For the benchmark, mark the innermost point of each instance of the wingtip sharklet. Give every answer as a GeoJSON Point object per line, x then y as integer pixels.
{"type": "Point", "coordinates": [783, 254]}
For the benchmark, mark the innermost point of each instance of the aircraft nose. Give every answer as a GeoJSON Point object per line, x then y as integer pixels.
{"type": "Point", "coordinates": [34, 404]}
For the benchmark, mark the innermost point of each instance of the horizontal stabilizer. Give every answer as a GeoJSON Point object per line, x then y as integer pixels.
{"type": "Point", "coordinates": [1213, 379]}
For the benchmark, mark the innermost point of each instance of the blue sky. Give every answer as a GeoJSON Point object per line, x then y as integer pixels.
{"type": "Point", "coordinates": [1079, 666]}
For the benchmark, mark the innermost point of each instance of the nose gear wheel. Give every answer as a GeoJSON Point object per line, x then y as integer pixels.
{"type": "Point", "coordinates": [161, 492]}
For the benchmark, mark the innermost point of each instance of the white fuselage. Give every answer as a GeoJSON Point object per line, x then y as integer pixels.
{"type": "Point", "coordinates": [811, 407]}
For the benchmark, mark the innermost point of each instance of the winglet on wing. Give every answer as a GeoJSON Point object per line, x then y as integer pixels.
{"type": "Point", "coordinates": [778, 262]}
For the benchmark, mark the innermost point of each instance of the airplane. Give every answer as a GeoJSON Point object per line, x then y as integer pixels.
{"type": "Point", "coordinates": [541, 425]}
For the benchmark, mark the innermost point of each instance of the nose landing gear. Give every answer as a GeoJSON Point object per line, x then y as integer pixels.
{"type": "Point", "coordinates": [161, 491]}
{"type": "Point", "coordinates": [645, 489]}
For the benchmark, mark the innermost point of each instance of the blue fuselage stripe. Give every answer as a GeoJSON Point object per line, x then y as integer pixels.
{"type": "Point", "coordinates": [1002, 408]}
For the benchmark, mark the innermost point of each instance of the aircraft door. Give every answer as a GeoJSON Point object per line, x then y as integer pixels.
*-*-*
TASK OBJECTIVE: Turn the material above into a numbered list with one line per item, skipping any blank lines.

RESULT:
1. For the benchmark, mark the innermost point of each instance of the wingtip sharklet. Give every answer as a GeoJSON Point object per line, x then y as integer pixels.
2. {"type": "Point", "coordinates": [783, 254]}
3. For the benchmark, mark the innermost point of each instance of the aircraft nose. Give every answer as a GeoJSON Point object per line, x then y as integer pixels.
4. {"type": "Point", "coordinates": [34, 404]}
5. For the benchmark, mark the innermost point of each instance of the horizontal stabilizer. Give every answer as a GeoJSON Point object per line, x then y as integer pixels.
6. {"type": "Point", "coordinates": [1213, 379]}
7. For the benchmark, mark the innermost point of each instance of the blue sky. Give every answer as a GeoJSON Point object per line, x then y as integer pixels.
8. {"type": "Point", "coordinates": [1079, 666]}
9. For the benchmark, mark the innermost point of each instance of the nose gear wheel. Give every answer as a GeoJSON Point object per line, x then y as integer pixels.
10. {"type": "Point", "coordinates": [161, 492]}
11. For the benchmark, mark the innermost point of each instance of the white fuselage. Give every answer as a GeoJSON Point object per line, x then y as integer pixels.
12. {"type": "Point", "coordinates": [811, 407]}
13. For the benchmark, mark the innermost point of each instance of the winglet on wing. Give every answer as a GeoJSON Point object per line, x then y as integer pixels.
14. {"type": "Point", "coordinates": [778, 262]}
15. For the benchmark, mark the innermost point of each instance of the airplane. Give every answer as a GeoJSON Point object per line, x then y as integer pixels.
16. {"type": "Point", "coordinates": [541, 425]}
17. For the benchmark, mark the innermost point of each instance of the nose landing gear. Give every answer as a GeoJSON Point object per line, x then y as integer pixels.
18. {"type": "Point", "coordinates": [161, 491]}
19. {"type": "Point", "coordinates": [645, 489]}
20. For the benchmark, mark the innermost point of each instance of the blue fuselage stripe. Give every answer as a GeoJSON Point object per line, x then y as integer pixels.
21. {"type": "Point", "coordinates": [1002, 408]}
22. For the benchmark, mark the innermost point of each instance of the aircraft door. Give every answer as a GeoJSON Point object per line, x then y as integer pixels.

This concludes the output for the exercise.